INFORMATION:

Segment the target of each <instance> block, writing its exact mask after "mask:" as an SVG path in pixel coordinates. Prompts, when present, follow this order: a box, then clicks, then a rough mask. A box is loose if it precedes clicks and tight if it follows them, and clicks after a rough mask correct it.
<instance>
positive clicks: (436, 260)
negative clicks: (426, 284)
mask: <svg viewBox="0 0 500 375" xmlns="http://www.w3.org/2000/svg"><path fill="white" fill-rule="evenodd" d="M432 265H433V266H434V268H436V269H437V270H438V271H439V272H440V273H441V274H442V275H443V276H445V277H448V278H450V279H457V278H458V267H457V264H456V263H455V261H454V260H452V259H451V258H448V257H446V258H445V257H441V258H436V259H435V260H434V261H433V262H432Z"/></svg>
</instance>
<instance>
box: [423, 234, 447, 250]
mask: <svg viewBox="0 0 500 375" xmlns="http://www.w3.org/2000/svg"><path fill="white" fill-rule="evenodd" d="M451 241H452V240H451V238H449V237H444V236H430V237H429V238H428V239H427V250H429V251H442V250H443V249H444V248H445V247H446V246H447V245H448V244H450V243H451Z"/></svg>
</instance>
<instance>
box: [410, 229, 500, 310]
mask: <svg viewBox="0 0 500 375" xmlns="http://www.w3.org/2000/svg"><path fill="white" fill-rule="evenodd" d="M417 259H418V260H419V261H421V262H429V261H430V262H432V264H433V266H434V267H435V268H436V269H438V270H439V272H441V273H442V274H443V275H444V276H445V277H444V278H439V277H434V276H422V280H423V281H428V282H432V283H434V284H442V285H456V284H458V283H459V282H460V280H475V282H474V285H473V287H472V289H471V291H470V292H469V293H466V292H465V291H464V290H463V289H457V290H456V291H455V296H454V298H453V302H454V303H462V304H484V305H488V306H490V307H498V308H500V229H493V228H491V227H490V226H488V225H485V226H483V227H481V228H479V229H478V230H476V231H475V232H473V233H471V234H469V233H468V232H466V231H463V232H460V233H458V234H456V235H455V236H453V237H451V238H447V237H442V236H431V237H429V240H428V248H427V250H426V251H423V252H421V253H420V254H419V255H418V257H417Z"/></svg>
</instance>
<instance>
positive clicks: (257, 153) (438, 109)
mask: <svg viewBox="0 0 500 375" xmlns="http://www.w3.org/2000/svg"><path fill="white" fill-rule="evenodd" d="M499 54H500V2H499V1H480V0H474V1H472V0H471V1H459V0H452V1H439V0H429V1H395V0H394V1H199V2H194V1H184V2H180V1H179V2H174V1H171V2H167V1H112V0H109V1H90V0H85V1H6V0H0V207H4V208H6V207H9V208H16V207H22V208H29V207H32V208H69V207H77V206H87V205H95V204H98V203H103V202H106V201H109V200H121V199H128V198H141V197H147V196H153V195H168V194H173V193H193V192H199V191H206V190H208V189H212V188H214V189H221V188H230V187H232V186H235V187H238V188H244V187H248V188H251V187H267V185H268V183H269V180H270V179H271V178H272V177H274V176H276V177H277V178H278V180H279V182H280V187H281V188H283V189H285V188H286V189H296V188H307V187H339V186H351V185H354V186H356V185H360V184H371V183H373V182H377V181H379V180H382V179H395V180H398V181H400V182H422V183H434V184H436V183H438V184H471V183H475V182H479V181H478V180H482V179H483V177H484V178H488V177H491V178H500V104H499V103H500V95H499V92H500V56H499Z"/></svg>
* * *
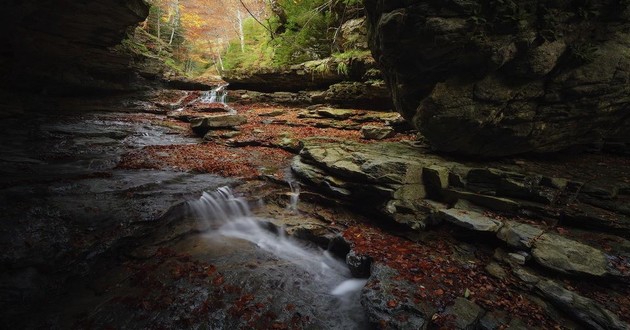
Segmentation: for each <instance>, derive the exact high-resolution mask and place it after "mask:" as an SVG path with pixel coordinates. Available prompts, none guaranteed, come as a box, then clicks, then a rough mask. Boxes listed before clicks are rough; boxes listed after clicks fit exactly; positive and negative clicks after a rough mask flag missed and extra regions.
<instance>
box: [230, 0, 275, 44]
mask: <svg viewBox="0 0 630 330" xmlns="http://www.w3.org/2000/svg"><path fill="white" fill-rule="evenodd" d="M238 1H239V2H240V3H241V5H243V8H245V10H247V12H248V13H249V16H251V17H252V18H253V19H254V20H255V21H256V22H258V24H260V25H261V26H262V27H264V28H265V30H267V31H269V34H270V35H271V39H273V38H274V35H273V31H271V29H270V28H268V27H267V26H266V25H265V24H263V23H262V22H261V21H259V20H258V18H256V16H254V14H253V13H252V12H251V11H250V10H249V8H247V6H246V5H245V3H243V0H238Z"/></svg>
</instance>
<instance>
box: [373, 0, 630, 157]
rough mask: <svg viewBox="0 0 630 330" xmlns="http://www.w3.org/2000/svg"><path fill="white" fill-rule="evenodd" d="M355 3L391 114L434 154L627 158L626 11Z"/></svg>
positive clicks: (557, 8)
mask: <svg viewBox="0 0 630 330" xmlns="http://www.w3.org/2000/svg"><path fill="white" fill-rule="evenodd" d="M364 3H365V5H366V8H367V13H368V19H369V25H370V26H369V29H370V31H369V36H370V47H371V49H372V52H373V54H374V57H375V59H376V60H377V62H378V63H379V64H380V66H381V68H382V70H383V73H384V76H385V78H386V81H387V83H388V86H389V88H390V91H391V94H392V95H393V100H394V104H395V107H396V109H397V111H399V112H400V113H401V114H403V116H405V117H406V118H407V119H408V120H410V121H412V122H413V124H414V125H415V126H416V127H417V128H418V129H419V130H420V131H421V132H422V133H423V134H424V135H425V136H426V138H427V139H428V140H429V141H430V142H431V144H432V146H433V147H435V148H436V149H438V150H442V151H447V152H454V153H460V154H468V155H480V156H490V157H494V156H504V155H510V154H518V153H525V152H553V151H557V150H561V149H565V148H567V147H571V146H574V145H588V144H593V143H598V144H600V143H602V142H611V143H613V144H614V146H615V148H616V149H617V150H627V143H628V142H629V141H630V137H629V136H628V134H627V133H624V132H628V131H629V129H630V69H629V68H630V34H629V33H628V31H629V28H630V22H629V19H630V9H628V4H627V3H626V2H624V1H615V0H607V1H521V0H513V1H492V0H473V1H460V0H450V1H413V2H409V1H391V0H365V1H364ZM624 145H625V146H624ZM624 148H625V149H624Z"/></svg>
==
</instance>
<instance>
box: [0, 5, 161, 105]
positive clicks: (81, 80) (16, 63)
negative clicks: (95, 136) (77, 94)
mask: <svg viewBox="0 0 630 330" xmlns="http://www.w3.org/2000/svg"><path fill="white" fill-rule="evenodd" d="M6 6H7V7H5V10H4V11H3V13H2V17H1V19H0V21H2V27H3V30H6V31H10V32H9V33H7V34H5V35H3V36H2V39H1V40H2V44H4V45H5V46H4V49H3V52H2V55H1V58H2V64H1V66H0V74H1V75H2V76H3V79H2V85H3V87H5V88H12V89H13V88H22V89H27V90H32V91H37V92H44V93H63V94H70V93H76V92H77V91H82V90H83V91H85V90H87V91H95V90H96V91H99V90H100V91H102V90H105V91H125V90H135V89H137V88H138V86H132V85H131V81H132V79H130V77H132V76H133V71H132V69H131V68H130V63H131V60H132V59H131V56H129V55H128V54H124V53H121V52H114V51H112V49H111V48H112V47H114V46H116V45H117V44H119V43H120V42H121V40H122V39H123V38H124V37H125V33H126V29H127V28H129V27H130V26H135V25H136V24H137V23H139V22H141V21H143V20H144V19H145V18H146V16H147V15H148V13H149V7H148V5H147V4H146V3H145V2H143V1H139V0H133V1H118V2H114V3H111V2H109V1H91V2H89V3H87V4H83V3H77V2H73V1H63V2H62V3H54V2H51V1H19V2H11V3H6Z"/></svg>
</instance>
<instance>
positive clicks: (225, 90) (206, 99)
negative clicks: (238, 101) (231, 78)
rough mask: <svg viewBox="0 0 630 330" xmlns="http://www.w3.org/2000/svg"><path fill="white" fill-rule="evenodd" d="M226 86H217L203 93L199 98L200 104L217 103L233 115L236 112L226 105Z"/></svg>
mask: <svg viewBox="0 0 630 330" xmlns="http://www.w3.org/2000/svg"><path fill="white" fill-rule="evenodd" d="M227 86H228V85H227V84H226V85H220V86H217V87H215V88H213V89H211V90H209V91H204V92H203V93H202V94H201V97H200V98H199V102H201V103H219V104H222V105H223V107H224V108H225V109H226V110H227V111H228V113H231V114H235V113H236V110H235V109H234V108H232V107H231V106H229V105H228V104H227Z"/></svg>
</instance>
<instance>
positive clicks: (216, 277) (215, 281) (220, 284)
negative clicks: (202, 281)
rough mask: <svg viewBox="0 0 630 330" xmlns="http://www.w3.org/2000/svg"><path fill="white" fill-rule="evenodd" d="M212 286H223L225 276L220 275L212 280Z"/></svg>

ACTIVITY: If a line in the records above has the word "after", copy it.

RESPONSE TO THIS TASK:
Segment the target of each <instance> block, writing its exact mask after "mask:" as an SVG path in pixel coordinates. Prompts, when present, follow this order: a box, then clicks, then a rough mask. A box is loose if it precedes clicks and tight if it follows them, and clicks after a rough mask correct it.
Segmentation: for each <instance>, derive the exact high-resolution mask and place it after "mask:" as an SVG path with pixel coordinates. Available prompts, none guaranteed, come as a box, then clicks, then a rough mask. Boxes listed before clicks are rough; boxes listed after clicks fit exactly; positive and negative clicks after a rough mask flag missed and extra regions.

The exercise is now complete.